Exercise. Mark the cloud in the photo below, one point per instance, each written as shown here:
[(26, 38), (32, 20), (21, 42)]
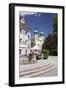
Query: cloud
[(27, 13)]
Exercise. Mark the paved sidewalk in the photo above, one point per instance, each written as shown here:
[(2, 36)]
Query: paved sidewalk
[(40, 63)]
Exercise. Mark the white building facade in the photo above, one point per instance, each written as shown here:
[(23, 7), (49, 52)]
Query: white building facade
[(24, 38)]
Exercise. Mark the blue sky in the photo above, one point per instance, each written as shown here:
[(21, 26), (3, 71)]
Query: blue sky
[(42, 22)]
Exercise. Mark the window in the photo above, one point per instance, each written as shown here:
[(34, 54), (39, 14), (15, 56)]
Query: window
[(20, 51)]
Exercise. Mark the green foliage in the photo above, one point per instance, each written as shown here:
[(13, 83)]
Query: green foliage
[(32, 43), (45, 53)]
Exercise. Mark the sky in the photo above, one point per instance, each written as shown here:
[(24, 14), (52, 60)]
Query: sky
[(42, 22)]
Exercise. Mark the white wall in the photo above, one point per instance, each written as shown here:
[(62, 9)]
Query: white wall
[(4, 44)]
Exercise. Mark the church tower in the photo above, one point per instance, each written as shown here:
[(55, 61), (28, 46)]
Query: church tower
[(41, 38), (36, 36)]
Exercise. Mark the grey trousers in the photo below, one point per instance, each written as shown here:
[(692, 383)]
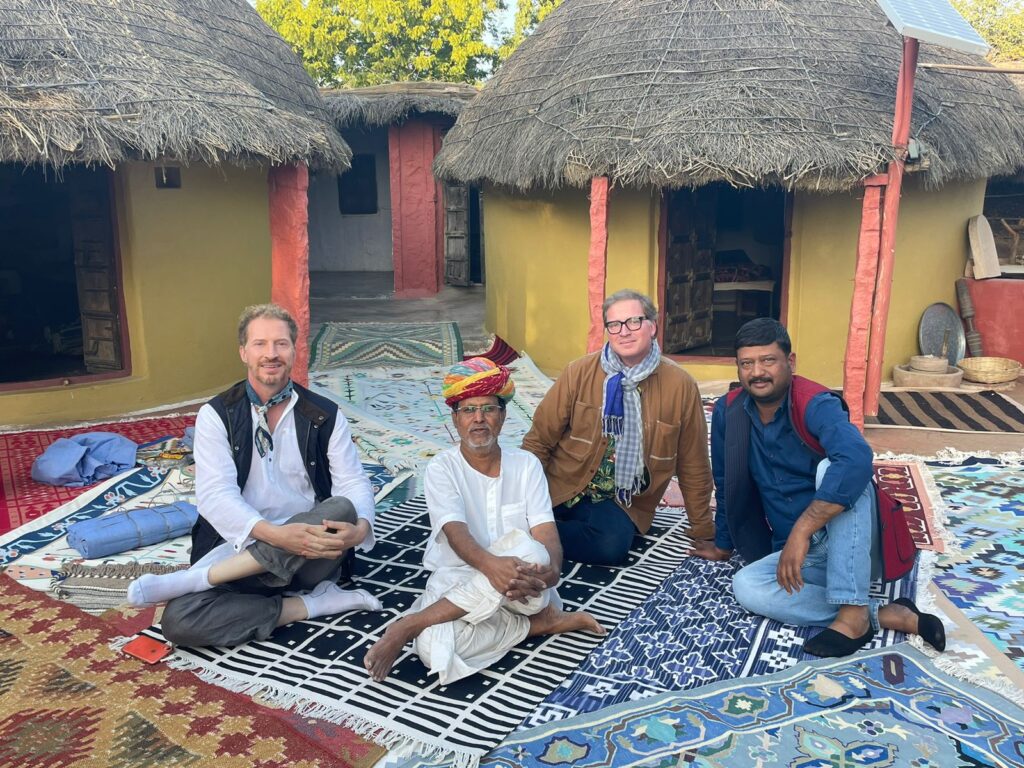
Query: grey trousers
[(249, 608)]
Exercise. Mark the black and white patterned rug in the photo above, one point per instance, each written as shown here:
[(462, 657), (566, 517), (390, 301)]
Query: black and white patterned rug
[(316, 666)]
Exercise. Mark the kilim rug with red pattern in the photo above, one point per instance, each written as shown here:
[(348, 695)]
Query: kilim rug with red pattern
[(68, 699), (22, 499)]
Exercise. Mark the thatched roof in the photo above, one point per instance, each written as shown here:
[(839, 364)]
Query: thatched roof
[(668, 93), (104, 81), (378, 105)]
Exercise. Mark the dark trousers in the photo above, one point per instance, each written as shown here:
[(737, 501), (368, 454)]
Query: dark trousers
[(597, 532), (249, 608)]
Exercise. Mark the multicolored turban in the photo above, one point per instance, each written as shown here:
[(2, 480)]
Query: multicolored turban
[(477, 377)]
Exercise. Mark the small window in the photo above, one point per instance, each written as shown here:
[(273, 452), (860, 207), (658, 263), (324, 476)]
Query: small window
[(357, 186)]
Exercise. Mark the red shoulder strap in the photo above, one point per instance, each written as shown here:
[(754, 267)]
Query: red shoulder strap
[(802, 391)]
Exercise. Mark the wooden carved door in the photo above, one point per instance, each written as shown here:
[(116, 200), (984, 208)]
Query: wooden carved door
[(457, 235), (689, 268), (96, 271)]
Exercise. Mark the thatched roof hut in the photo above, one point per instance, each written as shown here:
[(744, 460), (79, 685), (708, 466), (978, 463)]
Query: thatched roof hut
[(660, 93), (204, 81), (377, 105)]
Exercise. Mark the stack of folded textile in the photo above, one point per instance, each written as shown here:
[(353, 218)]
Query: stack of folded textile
[(121, 531)]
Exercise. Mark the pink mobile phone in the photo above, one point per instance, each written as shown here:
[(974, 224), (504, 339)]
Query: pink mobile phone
[(146, 649)]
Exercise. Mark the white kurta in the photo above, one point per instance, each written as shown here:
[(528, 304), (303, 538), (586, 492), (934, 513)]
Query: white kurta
[(278, 486), (500, 512)]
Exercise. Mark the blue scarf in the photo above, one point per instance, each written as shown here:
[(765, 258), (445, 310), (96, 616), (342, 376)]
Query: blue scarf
[(264, 441), (623, 420)]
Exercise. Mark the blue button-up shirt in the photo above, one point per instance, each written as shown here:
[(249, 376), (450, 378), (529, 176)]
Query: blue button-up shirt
[(783, 469)]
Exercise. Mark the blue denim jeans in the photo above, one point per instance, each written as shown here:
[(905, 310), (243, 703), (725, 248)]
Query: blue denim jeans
[(843, 558), (595, 532)]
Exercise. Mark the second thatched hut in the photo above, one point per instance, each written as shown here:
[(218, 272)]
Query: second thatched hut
[(388, 213), (736, 137), (153, 182)]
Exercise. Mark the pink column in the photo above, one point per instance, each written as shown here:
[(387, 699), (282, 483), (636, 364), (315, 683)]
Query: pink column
[(890, 215), (855, 363), (597, 259), (414, 210), (290, 254)]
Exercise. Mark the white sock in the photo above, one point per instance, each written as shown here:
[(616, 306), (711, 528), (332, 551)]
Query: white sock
[(153, 588), (328, 598)]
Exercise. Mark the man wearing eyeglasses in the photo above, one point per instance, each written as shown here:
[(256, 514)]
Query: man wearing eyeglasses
[(805, 524), (494, 549), (612, 431)]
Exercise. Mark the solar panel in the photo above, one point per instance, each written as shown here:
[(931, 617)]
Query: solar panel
[(934, 22)]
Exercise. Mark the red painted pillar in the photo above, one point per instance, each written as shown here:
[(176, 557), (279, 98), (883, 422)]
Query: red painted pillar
[(890, 215), (855, 363), (289, 186), (414, 210), (597, 259)]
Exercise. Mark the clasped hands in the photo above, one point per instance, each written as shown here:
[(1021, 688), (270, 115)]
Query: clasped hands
[(518, 580), (328, 541)]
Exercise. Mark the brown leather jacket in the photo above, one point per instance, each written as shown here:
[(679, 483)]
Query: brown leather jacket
[(566, 437)]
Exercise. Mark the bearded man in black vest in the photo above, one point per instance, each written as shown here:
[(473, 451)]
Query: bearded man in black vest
[(794, 496), (283, 503)]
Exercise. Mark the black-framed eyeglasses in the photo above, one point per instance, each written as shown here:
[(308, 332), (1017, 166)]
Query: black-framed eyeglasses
[(473, 410), (615, 327)]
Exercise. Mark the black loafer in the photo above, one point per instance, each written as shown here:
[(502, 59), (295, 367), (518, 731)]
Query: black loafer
[(929, 626), (833, 643)]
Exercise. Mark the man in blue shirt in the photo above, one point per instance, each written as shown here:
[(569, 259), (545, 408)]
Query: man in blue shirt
[(806, 525)]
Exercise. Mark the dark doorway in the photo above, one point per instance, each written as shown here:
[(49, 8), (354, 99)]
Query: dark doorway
[(723, 264), (463, 236), (59, 304)]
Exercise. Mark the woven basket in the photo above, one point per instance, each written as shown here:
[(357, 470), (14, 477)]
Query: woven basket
[(989, 370)]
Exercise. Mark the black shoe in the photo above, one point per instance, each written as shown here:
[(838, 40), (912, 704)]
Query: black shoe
[(929, 626), (833, 643)]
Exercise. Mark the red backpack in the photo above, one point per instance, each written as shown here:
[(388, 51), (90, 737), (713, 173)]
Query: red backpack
[(898, 549)]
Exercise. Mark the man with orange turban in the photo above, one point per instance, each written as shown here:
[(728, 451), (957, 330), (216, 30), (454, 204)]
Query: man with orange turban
[(494, 550)]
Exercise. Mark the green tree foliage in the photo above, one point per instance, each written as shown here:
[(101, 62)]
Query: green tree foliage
[(366, 42), (1000, 23), (528, 13)]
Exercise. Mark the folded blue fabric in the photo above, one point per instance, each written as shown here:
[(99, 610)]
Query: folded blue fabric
[(84, 459), (121, 531)]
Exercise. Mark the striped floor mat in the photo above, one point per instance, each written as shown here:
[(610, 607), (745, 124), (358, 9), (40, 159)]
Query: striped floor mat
[(316, 666), (958, 412)]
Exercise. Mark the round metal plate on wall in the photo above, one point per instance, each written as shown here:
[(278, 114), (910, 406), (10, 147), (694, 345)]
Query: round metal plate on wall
[(941, 327)]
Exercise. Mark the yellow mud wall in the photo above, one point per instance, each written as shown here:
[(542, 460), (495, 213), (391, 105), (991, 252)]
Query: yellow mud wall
[(192, 259), (537, 265), (931, 248)]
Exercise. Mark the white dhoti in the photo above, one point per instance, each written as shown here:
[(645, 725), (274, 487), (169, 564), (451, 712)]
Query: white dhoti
[(493, 624)]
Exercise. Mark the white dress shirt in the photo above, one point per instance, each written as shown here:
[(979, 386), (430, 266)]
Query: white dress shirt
[(516, 500), (278, 486)]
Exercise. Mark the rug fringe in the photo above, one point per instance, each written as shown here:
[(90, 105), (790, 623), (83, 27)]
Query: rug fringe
[(953, 457), (150, 413), (927, 604), (383, 736)]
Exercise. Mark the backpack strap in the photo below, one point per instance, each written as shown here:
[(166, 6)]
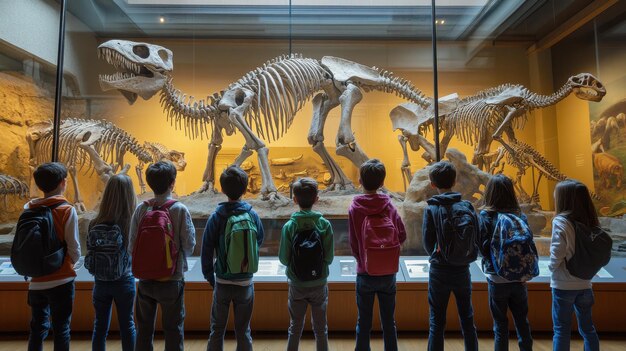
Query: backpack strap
[(166, 205)]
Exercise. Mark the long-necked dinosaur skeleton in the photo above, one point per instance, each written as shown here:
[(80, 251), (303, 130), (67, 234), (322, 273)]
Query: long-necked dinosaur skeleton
[(480, 119), (12, 186), (260, 105), (97, 146)]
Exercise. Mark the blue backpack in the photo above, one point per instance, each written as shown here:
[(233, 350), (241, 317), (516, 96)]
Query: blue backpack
[(513, 251), (107, 257)]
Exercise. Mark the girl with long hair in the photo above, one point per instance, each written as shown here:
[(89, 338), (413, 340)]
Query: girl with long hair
[(500, 199), (571, 294), (108, 258)]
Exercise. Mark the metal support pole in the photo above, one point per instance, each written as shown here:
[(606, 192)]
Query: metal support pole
[(59, 88), (435, 80), (289, 28)]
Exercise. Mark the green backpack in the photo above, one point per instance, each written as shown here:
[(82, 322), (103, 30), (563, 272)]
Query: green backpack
[(240, 243)]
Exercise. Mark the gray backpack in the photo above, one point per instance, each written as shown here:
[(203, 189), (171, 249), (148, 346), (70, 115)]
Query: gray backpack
[(107, 257)]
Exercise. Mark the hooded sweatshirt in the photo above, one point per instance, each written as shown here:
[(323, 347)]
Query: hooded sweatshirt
[(562, 248), (184, 231), (429, 229), (66, 227), (362, 206), (303, 220), (215, 228)]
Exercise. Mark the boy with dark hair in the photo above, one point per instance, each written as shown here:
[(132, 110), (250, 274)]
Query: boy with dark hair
[(168, 292), (376, 232), (52, 295), (450, 235), (233, 233), (307, 249)]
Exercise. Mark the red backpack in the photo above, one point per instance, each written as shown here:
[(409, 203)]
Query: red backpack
[(382, 244), (155, 253)]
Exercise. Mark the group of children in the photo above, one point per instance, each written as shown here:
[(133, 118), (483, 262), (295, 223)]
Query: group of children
[(120, 250)]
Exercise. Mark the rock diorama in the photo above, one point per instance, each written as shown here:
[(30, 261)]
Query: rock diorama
[(261, 106)]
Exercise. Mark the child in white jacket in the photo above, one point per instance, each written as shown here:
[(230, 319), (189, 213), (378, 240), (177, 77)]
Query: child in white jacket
[(570, 294)]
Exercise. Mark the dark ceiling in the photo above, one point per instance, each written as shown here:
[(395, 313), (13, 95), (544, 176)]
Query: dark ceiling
[(508, 20)]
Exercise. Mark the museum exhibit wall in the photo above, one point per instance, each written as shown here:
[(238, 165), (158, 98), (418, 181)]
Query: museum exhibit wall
[(203, 67)]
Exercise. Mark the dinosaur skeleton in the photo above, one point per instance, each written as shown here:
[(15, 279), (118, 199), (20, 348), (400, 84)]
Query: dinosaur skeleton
[(93, 145), (260, 105), (12, 186), (480, 119)]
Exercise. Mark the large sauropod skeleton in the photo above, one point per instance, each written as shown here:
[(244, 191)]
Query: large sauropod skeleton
[(12, 186), (97, 146), (260, 105), (480, 119)]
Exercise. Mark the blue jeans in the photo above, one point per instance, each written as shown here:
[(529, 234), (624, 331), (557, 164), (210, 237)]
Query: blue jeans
[(367, 287), (170, 296), (564, 302), (56, 304), (123, 293), (298, 302), (513, 296), (242, 298), (442, 282)]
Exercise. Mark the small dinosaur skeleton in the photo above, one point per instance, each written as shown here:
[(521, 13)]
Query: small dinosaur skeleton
[(260, 105), (480, 119), (12, 186), (94, 145)]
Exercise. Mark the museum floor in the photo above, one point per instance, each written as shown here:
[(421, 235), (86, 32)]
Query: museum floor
[(338, 342)]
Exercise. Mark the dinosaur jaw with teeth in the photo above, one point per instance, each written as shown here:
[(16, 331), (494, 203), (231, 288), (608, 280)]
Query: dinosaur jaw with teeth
[(132, 79), (589, 94)]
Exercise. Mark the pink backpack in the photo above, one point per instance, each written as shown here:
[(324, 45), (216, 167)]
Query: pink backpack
[(155, 253), (382, 244)]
+ + + +
### REQUIREMENTS:
Return everything from the start of the data down to the line containing "[(668, 93), (104, 81), (378, 105)]", both ends included, and reproduce it without changes except that the pictures are left out.

### RESULT FOR THIS EXERCISE:
Exercise. Mark the cloud in the photo below, one point per instance, each written as shown here:
[(26, 38), (32, 20), (21, 42)]
Query: cloud
[(27, 13)]
Exercise. Mark the paved sidewalk in the photo above, one point per instance, each written as shown here:
[(2, 36)]
Query: paved sidewalk
[(40, 63)]
Exercise. Mark the white building facade in the photo above, one point per instance, each written as shown here:
[(23, 7), (49, 52)]
Query: white building facade
[(24, 38)]
Exercise. Mark the blue sky in the photo above, one point per instance, each written as shown here:
[(21, 26), (3, 71)]
Query: blue sky
[(42, 22)]
Exercise. Mark the window in the photo above, one point per instance, each written as shown here:
[(34, 54), (39, 14), (15, 56)]
Query: window
[(20, 51)]
Exercise. Mark the green foliage in the photo above, one point per instance, each written as shown here:
[(13, 83)]
Query: green foliage
[(32, 43), (45, 53)]
Exercise. Mark the sky in the photo above, one point per instance, each written as shown here:
[(24, 14), (52, 60)]
Query: sky
[(42, 22)]
Exercise. Mark the white wall in the photo above, one point per instance, each written as shown here:
[(62, 9)]
Query: white wall
[(4, 44)]
Exercise. Mark the church tower in the photo above, one point per instance, each written as shown here:
[(55, 61), (28, 46)]
Query: church tower
[(41, 38), (36, 36)]
Exercise. Mark the grey trousers in the photo below, one point per instance, each written as shown here:
[(692, 383)]
Query: grey trousers
[(249, 608)]
Exercise. Mark the black and white patterned rug in the photo above, one point per instance, each written as shown here:
[(462, 657), (566, 517), (390, 301)]
Query: black and white patterned rug
[(316, 666)]
Exercise. Mark the kilim rug with red pattern in the photo above, one point per instance, each written as shown here:
[(348, 695)]
Query: kilim rug with red pattern
[(68, 699), (22, 499)]
Exercise. Mark the thatched roof in the photo above, one point per instance, each written as shown here:
[(839, 364)]
Query: thatched roof
[(668, 93), (104, 81), (378, 105)]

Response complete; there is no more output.